What to do:
Return the records, each one exactly as written.

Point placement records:

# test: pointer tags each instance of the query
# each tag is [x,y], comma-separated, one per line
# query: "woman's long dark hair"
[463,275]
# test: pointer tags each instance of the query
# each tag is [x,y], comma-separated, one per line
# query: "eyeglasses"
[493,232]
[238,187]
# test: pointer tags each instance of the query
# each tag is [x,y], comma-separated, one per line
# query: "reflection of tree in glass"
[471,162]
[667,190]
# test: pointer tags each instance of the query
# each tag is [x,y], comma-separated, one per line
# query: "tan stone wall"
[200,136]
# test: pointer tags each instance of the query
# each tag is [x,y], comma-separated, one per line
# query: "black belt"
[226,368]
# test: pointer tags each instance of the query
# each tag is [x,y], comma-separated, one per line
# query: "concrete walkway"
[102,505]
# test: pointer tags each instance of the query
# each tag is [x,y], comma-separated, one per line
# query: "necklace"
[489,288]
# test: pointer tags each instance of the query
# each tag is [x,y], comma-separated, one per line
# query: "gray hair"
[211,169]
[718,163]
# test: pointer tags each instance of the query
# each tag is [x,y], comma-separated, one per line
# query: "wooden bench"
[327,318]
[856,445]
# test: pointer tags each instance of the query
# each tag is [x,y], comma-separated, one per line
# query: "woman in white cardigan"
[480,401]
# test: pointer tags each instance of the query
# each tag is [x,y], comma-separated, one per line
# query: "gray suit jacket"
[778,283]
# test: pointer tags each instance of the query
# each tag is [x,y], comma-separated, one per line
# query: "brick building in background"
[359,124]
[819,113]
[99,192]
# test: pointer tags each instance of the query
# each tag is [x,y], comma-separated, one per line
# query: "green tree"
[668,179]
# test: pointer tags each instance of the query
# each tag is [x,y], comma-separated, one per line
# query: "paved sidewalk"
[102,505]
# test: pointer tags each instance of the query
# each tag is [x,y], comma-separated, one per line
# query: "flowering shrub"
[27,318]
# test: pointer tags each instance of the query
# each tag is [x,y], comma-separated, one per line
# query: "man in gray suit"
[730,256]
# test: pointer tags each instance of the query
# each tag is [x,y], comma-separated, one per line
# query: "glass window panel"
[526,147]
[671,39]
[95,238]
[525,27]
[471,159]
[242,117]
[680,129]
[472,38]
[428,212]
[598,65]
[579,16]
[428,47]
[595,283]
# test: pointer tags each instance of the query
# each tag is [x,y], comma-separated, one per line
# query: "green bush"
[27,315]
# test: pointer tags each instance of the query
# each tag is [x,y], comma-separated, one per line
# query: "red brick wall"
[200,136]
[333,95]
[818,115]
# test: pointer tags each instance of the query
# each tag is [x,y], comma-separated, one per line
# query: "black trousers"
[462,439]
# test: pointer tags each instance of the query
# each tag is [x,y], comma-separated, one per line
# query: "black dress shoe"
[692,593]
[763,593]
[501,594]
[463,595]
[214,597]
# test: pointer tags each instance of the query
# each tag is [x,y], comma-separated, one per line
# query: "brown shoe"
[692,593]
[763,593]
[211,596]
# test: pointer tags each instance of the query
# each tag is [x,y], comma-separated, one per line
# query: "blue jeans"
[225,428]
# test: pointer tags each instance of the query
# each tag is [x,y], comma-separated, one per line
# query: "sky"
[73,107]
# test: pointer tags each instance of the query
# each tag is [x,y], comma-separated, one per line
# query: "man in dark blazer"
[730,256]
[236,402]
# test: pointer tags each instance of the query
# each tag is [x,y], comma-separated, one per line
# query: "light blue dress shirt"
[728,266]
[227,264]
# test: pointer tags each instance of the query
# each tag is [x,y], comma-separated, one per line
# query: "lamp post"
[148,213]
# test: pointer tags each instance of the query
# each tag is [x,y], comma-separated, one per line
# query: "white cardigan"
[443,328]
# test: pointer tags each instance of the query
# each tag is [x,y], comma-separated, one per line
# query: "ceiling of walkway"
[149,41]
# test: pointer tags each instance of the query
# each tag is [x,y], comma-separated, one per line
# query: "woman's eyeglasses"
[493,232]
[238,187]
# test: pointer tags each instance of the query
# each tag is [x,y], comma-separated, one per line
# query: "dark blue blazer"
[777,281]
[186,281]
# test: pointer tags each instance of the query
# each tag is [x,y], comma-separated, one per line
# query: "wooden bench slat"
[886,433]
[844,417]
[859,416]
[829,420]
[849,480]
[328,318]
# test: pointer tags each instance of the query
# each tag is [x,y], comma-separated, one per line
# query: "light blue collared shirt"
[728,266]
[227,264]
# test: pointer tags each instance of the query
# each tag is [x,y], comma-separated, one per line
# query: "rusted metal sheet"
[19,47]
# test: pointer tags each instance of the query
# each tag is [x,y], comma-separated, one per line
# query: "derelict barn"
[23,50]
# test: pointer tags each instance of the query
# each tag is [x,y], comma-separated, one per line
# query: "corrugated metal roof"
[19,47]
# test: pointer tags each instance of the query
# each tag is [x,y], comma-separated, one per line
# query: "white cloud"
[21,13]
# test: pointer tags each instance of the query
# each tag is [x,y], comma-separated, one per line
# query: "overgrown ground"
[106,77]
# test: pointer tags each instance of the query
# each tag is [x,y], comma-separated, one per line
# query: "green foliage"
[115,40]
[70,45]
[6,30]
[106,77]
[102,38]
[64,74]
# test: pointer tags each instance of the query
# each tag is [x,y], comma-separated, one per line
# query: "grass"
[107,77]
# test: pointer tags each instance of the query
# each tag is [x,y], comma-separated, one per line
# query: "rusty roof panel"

Problem solution:
# test: pointer tags each instance of the query
# each tag is [x,y], comma-separated, one per line
# query: "woman's long dark hair"
[463,275]
# test: pointer tags each instance of the query
# each tag is [x,y], comma-separated, one per line
# query: "eyeglasses"
[493,232]
[238,187]
# test: pointer tags each instance of the query
# each tag is [x,y], comma-separated, one per line
# query: "reflection of tree in glass"
[471,162]
[667,190]
# test: pointer tags each instance of the query
# each tag is [x,y], comma-separated, one per line
# query: "tan stone wall"
[200,136]
# test: pointer tags each instance of the query
# each tag is [x,y], comma-separated, one per line
# query: "black belt"
[226,368]
# test: pointer tags each instance of the query
# each tag is [x,y], comma-separated, one per line
# query: "concrete walkway"
[102,505]
# test: pointer tags each instance of the query
# each tag is [x,y], comma-separated, one per line
# query: "necklace"
[489,288]
# test: pointer tags each instance of the query
# each tag is [x,y], comma-separated, one per line
# query: "gray hair"
[211,169]
[718,163]
# test: pointer tags each instance of the query
# each tag is [x,y], comma-separated, one per line
# query: "wooden bench"
[327,318]
[856,445]
# test: pointer tags each instance of the query
# each tag is [x,y], comma-separated, one per line
# query: "woman in white cardigan"
[480,401]
# test: pointer tags each instance of the query
# each tag is [x,y], comma-separated, one per line
# query: "gray suit jacket"
[778,283]
# test: pointer tags each instance of the query
# each tag is [x,y], comma-separated, one per line
# query: "brick building in background"
[359,124]
[819,113]
[99,192]
# test: pointer tags each instance of the query
# each tag is [x,y], comma-separated, one per line
# query: "green tree"
[668,179]
# test: pointer tags each instance of the query
# each tag is [x,y], comma-separated, one per line
# query: "paved sidewalk"
[102,505]
# test: pointer tags each instance of the query
# each tag is [x,y], comma-separated, one per line
# query: "flowering shrub"
[27,318]
# test: pointer tags each instance of the query
# each tag is [x,y], comma-separated, one per line
# query: "man in gray suit"
[730,256]
# test: pointer tags each instance of the query
# each tag is [x,y], comma-separated, one per line
# query: "glass window panel"
[526,147]
[671,39]
[95,238]
[525,27]
[471,159]
[242,117]
[680,129]
[472,38]
[428,212]
[598,65]
[579,16]
[428,47]
[595,283]
# test: pointer tags each instance of the query
# each tag is [x,y], comma-separated, one per line
# query: "green bush"
[27,315]
# test: pointer tags each instance of the query
# each tag is [x,y], comma-separated, one per line
# query: "red brick wall"
[200,136]
[333,95]
[818,115]
# test: pointer tags each instance of the query
# each tag is [x,y], comma-separated, one per line
# query: "black trousers"
[462,439]
# test: pointer tags each instance of the query
# each tag is [x,y], comma-separated, one per line
# query: "black dress shoe"
[692,593]
[763,593]
[501,594]
[463,595]
[214,597]
# test: pointer tags each instance of the query
# each tag is [x,y], comma-separated, one per line
# query: "brown shoe"
[692,593]
[763,593]
[211,596]
# test: pointer tags each instance of the query
# each tag is [x,y], comma-separated, one per line
# query: "blue jeans"
[225,428]
# test: pointer tags each instance of the query
# each tag is [x,y], comma-separated, one per line
# query: "sky"
[73,107]
# test: pointer tags each instance of the query
# each tag is [x,y], comma-separated, one per line
# query: "man in dark blazer"
[730,256]
[236,402]
# test: pointer tags each instance of the query
# each tag is [x,y], comma-separated, one per line
# query: "light blue dress shirt"
[728,266]
[227,264]
# test: pointer tags each instance of the query
# each tag is [x,y], comma-separated, one per line
# query: "lamp post"
[148,213]
# test: pointer tags each instance of the query
# each tag is [x,y], comma-separated, one per line
# query: "white cardigan"
[443,328]
# test: pointer tags each instance of the query
# each tag is [x,y], comma-separated, one per line
# query: "ceiling of walkway"
[149,41]
# test: pointer tags each instance of the query
# each tag is [x,y], comma-separated, one per line
# query: "woman's eyeglasses"
[493,232]
[238,187]
# test: pointer tags each instance of the query
# each tag is [x,y], comma-separated, one per line
# query: "dark blue blazer"
[777,281]
[186,281]
# test: pointer tags each instance of the query
# each tag is [x,y], comma-separated, one per line
# query: "wooden bench slat"
[886,433]
[844,417]
[859,416]
[829,420]
[849,480]
[328,318]
# test: pointer tags each instance of the query
# each tag is [x,y], comma-separated, one per line
# query: "light blue collared shirt"
[728,266]
[227,264]
# test: pointer tags each instance of the query
# each tag is [x,y], comma-separated, one per line
# query: "rusted metal sheet"
[19,47]
# test: pointer tags each instance of the query
# each tag is [x,y], comma-separated, one per line
# query: "derelict barn"
[23,50]
# test: pointer tags each instance of the query
# each tag is [x,y], comma-separated, one per line
# query: "corrugated metal roof"
[19,47]
# test: pointer tags each instance of the query
# each tag is [x,y], comma-separated, one per line
# query: "white cloud"
[21,13]
# test: pointer tags each instance of the query
# each tag is [x,y], comma-separated, one per line
# query: "overgrown ground"
[106,77]
# test: pointer tags each instance of the query
# each tag is [x,y], comma-separated, one per line
# query: "green foliage"
[115,40]
[70,45]
[6,30]
[106,77]
[102,38]
[64,74]
# test: pointer tags each instance of the query
# each tag is [x,y], comma-separated, one per line
# query: "grass"
[107,77]
# test: pointer tags each instance of the query
# each tag is [x,y], comma-separated, one per line
# query: "rusty roof panel"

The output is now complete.